# TO DO:
Output exactly the lines that run from the start of the records to the line with "Every instance gets one point. Tag the white fuselage", counting both ends, and skip the pictures.

**** INFORMATION PROVIDED

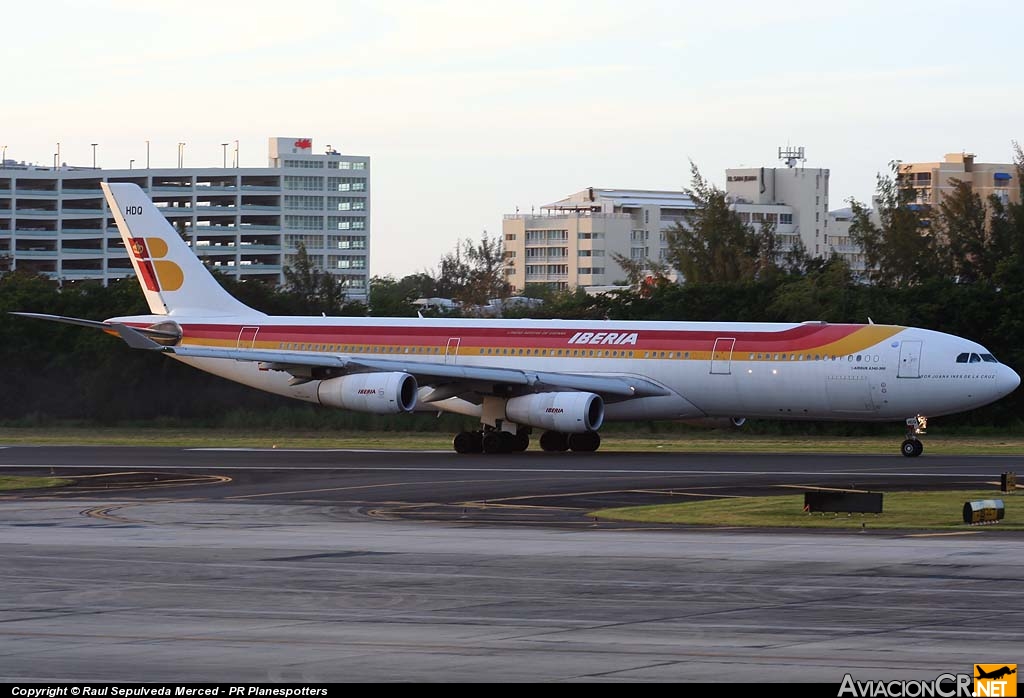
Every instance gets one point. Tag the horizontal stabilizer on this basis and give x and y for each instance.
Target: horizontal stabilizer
(105, 326)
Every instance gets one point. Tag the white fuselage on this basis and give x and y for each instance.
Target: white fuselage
(788, 372)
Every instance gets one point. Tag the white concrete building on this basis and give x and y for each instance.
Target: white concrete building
(796, 199)
(245, 221)
(570, 243)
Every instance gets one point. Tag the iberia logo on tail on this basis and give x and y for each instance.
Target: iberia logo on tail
(158, 273)
(995, 681)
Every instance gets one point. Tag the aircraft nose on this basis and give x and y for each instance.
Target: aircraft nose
(1008, 380)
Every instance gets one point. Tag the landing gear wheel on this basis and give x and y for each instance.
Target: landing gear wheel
(554, 441)
(586, 442)
(496, 442)
(911, 448)
(467, 442)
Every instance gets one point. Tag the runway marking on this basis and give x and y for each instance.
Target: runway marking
(569, 471)
(246, 449)
(823, 489)
(336, 489)
(104, 514)
(356, 568)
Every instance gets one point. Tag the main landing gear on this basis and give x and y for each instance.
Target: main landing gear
(911, 446)
(498, 441)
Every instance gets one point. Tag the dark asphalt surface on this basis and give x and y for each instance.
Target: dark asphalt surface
(176, 565)
(535, 487)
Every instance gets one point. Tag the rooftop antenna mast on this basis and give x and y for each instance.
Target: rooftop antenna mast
(792, 156)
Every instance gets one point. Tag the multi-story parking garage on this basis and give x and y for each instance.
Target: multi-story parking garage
(247, 222)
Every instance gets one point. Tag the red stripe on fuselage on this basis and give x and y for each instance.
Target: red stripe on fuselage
(796, 339)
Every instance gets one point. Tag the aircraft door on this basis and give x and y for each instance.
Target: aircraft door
(247, 338)
(452, 350)
(721, 355)
(909, 359)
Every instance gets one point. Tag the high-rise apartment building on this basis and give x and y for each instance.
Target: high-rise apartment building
(247, 222)
(795, 199)
(571, 242)
(931, 181)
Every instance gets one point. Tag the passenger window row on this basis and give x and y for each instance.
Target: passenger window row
(968, 357)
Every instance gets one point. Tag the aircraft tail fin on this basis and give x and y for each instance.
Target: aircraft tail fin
(172, 277)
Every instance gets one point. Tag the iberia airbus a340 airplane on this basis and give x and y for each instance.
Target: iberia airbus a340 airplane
(562, 378)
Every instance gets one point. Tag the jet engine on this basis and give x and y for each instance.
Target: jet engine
(566, 412)
(377, 393)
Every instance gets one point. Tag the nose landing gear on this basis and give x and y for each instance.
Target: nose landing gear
(911, 446)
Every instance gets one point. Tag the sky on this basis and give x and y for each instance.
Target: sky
(470, 110)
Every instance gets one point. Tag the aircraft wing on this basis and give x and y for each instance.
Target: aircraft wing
(457, 379)
(297, 363)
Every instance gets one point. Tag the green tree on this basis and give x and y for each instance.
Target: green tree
(393, 298)
(898, 249)
(713, 245)
(962, 233)
(315, 291)
(638, 271)
(474, 272)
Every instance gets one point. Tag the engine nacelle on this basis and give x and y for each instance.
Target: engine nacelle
(718, 422)
(377, 393)
(567, 412)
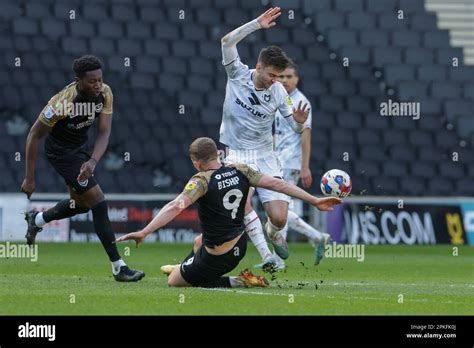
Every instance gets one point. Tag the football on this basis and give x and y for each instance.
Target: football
(336, 182)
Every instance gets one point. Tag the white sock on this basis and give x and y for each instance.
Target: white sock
(299, 225)
(116, 266)
(272, 230)
(235, 282)
(279, 261)
(39, 221)
(254, 230)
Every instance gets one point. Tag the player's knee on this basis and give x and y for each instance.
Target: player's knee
(197, 242)
(278, 221)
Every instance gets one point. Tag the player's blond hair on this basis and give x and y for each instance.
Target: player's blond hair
(203, 149)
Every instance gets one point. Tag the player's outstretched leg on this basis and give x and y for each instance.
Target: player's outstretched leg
(254, 230)
(319, 239)
(94, 198)
(36, 220)
(277, 215)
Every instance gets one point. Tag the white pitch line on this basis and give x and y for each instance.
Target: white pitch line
(326, 296)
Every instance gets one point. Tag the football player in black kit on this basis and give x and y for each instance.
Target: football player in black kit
(65, 122)
(220, 192)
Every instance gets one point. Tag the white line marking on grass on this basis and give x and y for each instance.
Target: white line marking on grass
(386, 299)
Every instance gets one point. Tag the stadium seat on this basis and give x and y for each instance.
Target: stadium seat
(361, 20)
(398, 72)
(376, 38)
(193, 32)
(395, 169)
(341, 38)
(431, 73)
(93, 11)
(368, 168)
(412, 6)
(423, 169)
(356, 54)
(390, 21)
(123, 13)
(440, 186)
(382, 56)
(403, 153)
(447, 140)
(418, 56)
(436, 39)
(111, 29)
(406, 38)
(423, 22)
(385, 186)
(444, 56)
(416, 186)
(381, 5)
(328, 20)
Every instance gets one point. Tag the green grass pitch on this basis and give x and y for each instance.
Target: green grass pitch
(75, 279)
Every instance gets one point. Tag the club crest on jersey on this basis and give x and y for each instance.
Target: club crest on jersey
(83, 183)
(191, 185)
(99, 107)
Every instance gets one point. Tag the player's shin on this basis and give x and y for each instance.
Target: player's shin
(254, 230)
(64, 209)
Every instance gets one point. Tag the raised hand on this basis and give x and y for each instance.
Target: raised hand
(138, 237)
(267, 19)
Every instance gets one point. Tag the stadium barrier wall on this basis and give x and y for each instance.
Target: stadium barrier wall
(363, 220)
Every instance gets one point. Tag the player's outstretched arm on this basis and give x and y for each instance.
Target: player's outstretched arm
(274, 184)
(229, 42)
(38, 131)
(166, 214)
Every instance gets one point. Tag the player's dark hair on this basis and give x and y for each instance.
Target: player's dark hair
(294, 66)
(84, 64)
(203, 149)
(274, 56)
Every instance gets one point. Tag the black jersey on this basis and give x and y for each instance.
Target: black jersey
(71, 114)
(221, 195)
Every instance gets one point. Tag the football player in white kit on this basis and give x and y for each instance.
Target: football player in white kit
(294, 152)
(252, 99)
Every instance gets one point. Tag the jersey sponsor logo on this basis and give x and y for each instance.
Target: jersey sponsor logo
(254, 99)
(252, 110)
(99, 107)
(227, 183)
(188, 262)
(191, 185)
(49, 112)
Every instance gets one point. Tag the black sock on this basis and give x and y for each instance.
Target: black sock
(62, 210)
(222, 282)
(103, 228)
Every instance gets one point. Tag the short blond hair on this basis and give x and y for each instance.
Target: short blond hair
(203, 149)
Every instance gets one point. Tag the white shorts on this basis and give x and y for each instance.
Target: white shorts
(266, 163)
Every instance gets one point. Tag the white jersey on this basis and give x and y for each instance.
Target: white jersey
(287, 141)
(249, 113)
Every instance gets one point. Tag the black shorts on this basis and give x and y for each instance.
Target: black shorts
(67, 162)
(203, 267)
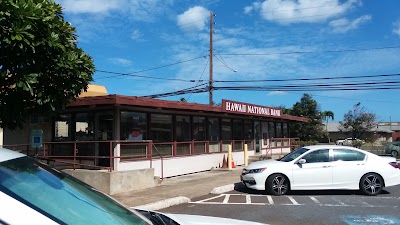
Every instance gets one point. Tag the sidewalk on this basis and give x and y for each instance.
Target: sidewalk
(182, 189)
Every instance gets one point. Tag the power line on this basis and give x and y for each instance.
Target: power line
(309, 52)
(117, 74)
(309, 79)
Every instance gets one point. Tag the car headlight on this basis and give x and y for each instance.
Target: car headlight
(260, 170)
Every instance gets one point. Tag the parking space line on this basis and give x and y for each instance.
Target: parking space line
(293, 201)
(270, 200)
(226, 199)
(315, 200)
(208, 199)
(248, 199)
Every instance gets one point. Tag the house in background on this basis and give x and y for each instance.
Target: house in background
(383, 132)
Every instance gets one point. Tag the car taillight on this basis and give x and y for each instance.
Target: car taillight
(394, 164)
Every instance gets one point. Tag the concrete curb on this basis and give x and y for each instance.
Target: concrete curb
(163, 203)
(223, 189)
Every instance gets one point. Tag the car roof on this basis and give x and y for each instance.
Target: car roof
(313, 147)
(7, 154)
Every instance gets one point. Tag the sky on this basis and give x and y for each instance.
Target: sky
(340, 51)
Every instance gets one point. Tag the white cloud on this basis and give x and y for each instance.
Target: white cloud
(344, 25)
(136, 34)
(253, 7)
(304, 11)
(121, 62)
(194, 18)
(396, 27)
(138, 10)
(89, 6)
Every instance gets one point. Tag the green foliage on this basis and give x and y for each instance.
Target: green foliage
(313, 129)
(41, 67)
(357, 122)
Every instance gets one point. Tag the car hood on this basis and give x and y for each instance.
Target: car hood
(263, 163)
(184, 219)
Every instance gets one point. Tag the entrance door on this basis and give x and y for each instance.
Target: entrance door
(257, 136)
(106, 123)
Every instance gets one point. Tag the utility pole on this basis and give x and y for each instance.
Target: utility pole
(210, 85)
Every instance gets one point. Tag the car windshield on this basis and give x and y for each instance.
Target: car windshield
(293, 155)
(61, 197)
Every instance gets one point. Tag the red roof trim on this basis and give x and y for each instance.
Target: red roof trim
(156, 103)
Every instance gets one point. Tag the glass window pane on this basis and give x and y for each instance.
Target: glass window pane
(285, 130)
(213, 129)
(84, 127)
(265, 135)
(226, 131)
(347, 155)
(317, 156)
(199, 130)
(183, 128)
(271, 130)
(133, 126)
(161, 128)
(62, 128)
(279, 130)
(237, 129)
(248, 130)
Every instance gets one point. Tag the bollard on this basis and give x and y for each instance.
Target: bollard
(246, 158)
(229, 157)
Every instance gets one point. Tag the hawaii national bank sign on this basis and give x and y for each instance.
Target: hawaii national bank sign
(250, 109)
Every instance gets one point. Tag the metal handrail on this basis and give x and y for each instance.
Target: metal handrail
(162, 160)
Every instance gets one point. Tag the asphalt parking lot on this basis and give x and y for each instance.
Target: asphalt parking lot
(300, 207)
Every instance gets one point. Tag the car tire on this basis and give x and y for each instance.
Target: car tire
(371, 184)
(277, 184)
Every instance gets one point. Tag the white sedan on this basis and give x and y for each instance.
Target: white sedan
(34, 193)
(323, 167)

********

# TASK SOLUTION:
Every instance gets one point. Tag the horizontal stabilizer on this basis and give x and y for each instance.
Target: horizontal stabilizer
(105, 326)
Every instance gets one point. Tag the white fuselage on this basis and give x and y for each instance.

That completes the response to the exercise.